**WHAT TO WORK ON**: Below are records; reproduce exactly the lines from the first through the one containing "Target: white paper cupcake liner".

DATA FOR THIS EXERCISE section start

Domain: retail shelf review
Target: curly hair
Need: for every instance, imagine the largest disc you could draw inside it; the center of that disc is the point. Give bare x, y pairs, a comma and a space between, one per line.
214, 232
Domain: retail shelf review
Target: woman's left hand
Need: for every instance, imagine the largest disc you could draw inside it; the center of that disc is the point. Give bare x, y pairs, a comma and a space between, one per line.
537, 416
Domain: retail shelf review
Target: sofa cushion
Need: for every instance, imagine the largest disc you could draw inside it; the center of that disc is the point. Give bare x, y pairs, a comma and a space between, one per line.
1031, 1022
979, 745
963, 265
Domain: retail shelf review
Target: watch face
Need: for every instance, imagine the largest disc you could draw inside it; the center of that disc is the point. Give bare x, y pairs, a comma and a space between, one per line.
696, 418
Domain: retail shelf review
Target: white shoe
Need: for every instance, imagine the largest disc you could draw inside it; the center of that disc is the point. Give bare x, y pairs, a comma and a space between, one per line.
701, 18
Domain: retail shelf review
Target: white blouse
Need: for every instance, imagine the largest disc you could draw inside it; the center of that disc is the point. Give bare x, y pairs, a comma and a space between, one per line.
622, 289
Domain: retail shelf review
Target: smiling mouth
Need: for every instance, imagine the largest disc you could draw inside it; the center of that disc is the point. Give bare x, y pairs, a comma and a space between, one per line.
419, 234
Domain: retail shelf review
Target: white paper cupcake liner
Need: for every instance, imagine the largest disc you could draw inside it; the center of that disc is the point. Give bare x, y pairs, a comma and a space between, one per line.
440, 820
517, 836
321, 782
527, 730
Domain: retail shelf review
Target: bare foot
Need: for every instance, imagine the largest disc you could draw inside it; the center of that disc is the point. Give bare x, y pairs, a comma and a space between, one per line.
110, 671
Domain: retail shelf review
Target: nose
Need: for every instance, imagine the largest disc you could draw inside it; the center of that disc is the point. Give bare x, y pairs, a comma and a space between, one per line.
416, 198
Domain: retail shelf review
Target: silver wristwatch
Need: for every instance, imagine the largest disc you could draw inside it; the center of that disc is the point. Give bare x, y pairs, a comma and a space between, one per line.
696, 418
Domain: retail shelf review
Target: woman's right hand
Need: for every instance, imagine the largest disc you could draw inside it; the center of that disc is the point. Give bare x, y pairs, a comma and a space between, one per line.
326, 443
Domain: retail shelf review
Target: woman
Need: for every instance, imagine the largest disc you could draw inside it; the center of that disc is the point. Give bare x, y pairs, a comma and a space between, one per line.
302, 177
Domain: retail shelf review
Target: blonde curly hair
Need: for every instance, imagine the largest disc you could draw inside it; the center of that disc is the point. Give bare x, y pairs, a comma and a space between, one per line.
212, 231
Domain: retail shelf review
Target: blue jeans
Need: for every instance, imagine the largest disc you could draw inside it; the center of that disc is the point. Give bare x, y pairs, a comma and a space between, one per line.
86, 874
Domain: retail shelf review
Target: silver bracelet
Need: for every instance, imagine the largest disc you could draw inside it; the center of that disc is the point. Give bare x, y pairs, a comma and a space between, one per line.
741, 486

DATA FOR THIS EXERCISE section end

**TASK SOLUTION**:
Domain: retail shelf review
Target: curly hair
Need: for every instance, imagine the largest disc you could draw inside it; the center of that disc is the point. Give bare x, y pairs, a comma and a space between, one per line.
214, 232
Domain: retail shelf review
Target: woman's left hand
Need: for every instance, imagine the largest disc you could draw inside it; the center of that disc is the point. Give bare x, y pairs, a comma and a space between, one per line.
537, 416
Domain: retail shelf review
Target: sofa cushion
Need: for every instance, imagine the largest disc you could draw inside it; the center of that disc is the point. Give bare x, y pairs, a comma and a space between, one per line.
1031, 1022
979, 745
963, 265
Domain: retail shelf review
Target: watch face
Need: for every instance, imagine the largest disc you could draw inside it; the center of that disc is the point. Give bare x, y pairs, a comma and a space between, one per line.
696, 418
Domain: retail shelf review
Target: white shoe
Need: for every instance, imagine the largest disc you could draw inside it; the center of that disc is the point. Give bare x, y pairs, a comma and a space between, one per line.
701, 18
Domain: retail shelf review
Target: white blouse
Need: for every instance, imagine the largest disc you could draw inside it; the center of that disc is the point. Give bare x, y pairs, a comma and a space between, one per line.
622, 289
Domain: retail shelf review
Target: smiling mouth
Need: for every instance, imagine the largest disc you could draw inside it; the center of that disc is the point. Give bare x, y pairs, a comma and a space between, one per line.
419, 234
Domain: retail shelf review
Target: white paper cupcake liner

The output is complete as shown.